### Data for this task
--- Start ---
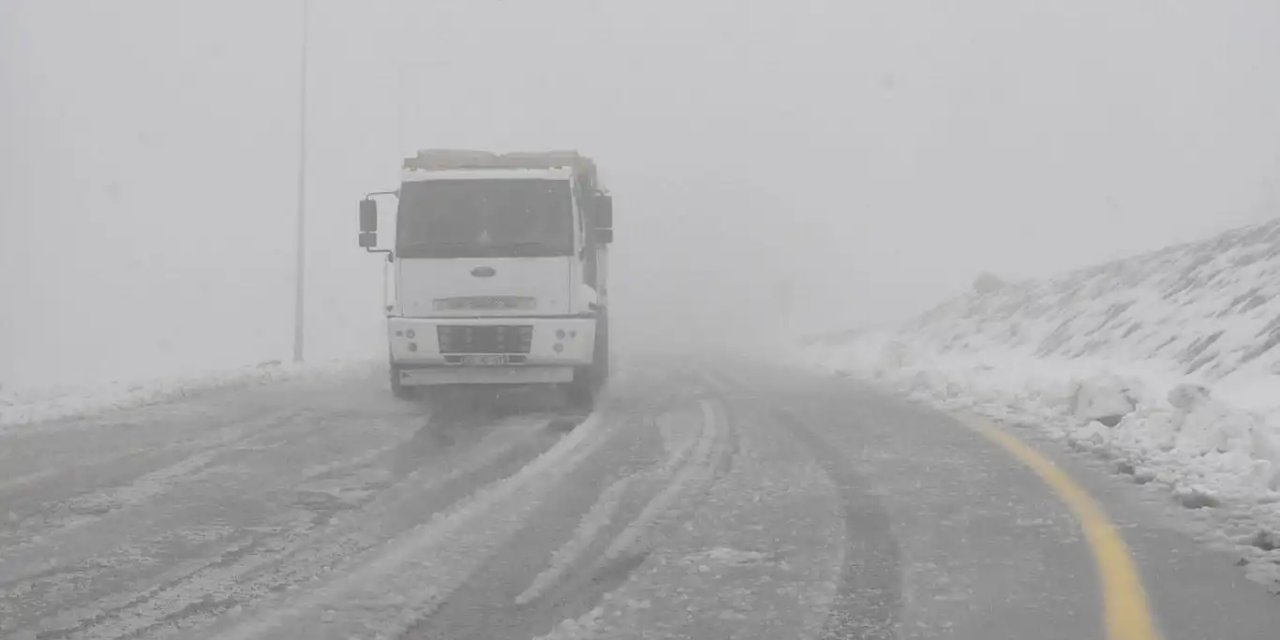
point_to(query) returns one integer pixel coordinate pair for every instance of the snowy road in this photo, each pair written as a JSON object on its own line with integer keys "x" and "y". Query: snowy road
{"x": 700, "y": 501}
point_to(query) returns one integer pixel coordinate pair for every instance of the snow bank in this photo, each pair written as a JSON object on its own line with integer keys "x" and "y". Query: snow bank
{"x": 26, "y": 406}
{"x": 1168, "y": 364}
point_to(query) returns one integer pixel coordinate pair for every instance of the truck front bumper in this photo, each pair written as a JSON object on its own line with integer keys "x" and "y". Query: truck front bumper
{"x": 489, "y": 351}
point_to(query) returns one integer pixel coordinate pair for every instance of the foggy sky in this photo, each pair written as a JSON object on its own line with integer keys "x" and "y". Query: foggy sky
{"x": 878, "y": 155}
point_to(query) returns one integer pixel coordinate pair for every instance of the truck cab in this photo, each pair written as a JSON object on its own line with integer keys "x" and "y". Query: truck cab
{"x": 498, "y": 268}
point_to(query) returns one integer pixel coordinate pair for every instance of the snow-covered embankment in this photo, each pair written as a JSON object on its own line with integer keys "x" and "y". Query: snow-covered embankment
{"x": 1166, "y": 362}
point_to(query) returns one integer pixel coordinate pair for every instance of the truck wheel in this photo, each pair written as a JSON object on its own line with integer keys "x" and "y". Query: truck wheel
{"x": 398, "y": 389}
{"x": 600, "y": 368}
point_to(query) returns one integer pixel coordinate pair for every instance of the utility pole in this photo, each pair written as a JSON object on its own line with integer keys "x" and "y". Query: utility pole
{"x": 301, "y": 247}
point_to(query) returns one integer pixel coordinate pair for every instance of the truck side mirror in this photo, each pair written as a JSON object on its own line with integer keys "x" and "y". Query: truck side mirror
{"x": 368, "y": 216}
{"x": 603, "y": 211}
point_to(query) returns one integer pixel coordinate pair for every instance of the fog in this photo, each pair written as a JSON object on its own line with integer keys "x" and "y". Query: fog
{"x": 876, "y": 156}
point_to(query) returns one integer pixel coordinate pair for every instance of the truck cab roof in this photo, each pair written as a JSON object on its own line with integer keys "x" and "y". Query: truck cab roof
{"x": 433, "y": 163}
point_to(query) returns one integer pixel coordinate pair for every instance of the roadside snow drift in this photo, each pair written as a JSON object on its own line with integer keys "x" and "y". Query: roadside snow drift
{"x": 18, "y": 407}
{"x": 1169, "y": 362}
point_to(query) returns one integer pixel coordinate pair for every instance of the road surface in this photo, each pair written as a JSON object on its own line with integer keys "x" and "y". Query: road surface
{"x": 702, "y": 499}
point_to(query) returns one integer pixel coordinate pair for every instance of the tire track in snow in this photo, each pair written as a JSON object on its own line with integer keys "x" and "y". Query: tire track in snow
{"x": 417, "y": 570}
{"x": 283, "y": 558}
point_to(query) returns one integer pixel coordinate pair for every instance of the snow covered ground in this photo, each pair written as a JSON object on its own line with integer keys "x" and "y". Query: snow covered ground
{"x": 1166, "y": 362}
{"x": 24, "y": 406}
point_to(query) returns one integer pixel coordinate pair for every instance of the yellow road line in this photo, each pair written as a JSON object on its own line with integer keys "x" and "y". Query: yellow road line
{"x": 1127, "y": 615}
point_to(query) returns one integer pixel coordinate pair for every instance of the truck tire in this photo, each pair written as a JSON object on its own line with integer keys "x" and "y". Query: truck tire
{"x": 398, "y": 389}
{"x": 589, "y": 380}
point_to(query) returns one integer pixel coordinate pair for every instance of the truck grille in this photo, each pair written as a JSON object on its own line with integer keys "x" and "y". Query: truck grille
{"x": 484, "y": 338}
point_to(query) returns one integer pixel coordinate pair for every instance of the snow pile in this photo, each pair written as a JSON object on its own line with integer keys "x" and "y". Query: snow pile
{"x": 27, "y": 406}
{"x": 1169, "y": 362}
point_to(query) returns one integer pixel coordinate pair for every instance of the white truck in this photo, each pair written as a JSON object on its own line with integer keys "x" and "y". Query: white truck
{"x": 498, "y": 272}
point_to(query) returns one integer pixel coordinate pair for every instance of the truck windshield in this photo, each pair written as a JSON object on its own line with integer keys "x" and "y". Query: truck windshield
{"x": 485, "y": 218}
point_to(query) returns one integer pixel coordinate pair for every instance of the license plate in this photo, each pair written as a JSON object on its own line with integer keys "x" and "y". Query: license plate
{"x": 484, "y": 360}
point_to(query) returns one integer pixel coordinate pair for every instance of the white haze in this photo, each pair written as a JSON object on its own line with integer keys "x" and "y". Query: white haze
{"x": 877, "y": 155}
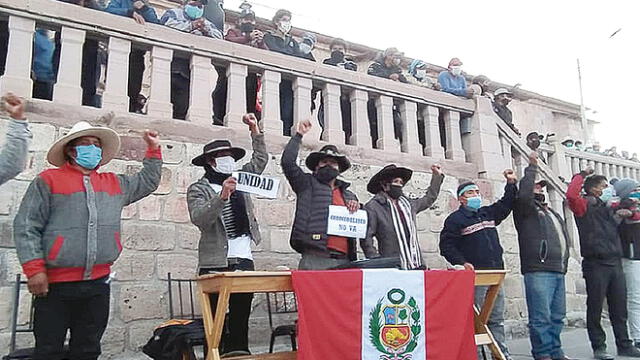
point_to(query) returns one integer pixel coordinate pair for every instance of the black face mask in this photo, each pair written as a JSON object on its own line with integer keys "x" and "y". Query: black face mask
{"x": 337, "y": 55}
{"x": 247, "y": 27}
{"x": 395, "y": 192}
{"x": 326, "y": 173}
{"x": 539, "y": 198}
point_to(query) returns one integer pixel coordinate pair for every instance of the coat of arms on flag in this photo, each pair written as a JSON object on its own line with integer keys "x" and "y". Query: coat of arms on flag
{"x": 394, "y": 326}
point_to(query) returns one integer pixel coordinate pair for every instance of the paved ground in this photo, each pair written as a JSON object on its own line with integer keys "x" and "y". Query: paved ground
{"x": 574, "y": 341}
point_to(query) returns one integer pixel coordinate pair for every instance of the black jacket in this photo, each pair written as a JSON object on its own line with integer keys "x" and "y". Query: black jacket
{"x": 312, "y": 204}
{"x": 471, "y": 236}
{"x": 598, "y": 229}
{"x": 542, "y": 248}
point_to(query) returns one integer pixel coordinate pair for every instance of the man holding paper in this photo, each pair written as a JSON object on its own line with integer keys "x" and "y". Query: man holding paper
{"x": 227, "y": 223}
{"x": 392, "y": 216}
{"x": 316, "y": 193}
--- End ---
### Required work
Reproduce word for word everything from the line containing "Query: black jacket" down to the final line of the records, including both of those lines.

### Full solution
point_to(query) returns one integer pixel coordinate pair for every instance of the black jacket in this photo, each pair written as a JSON object on its own line with integer keys "x" and "y". Query: black jacket
{"x": 312, "y": 204}
{"x": 471, "y": 236}
{"x": 598, "y": 229}
{"x": 542, "y": 248}
point_to(query) returns one integer pixel coordinate pair for every instance of the man holding paper in this photo, each pair written as a JSON object on its own line with integer keys "x" and "y". Query: man holding paper
{"x": 227, "y": 223}
{"x": 392, "y": 216}
{"x": 316, "y": 193}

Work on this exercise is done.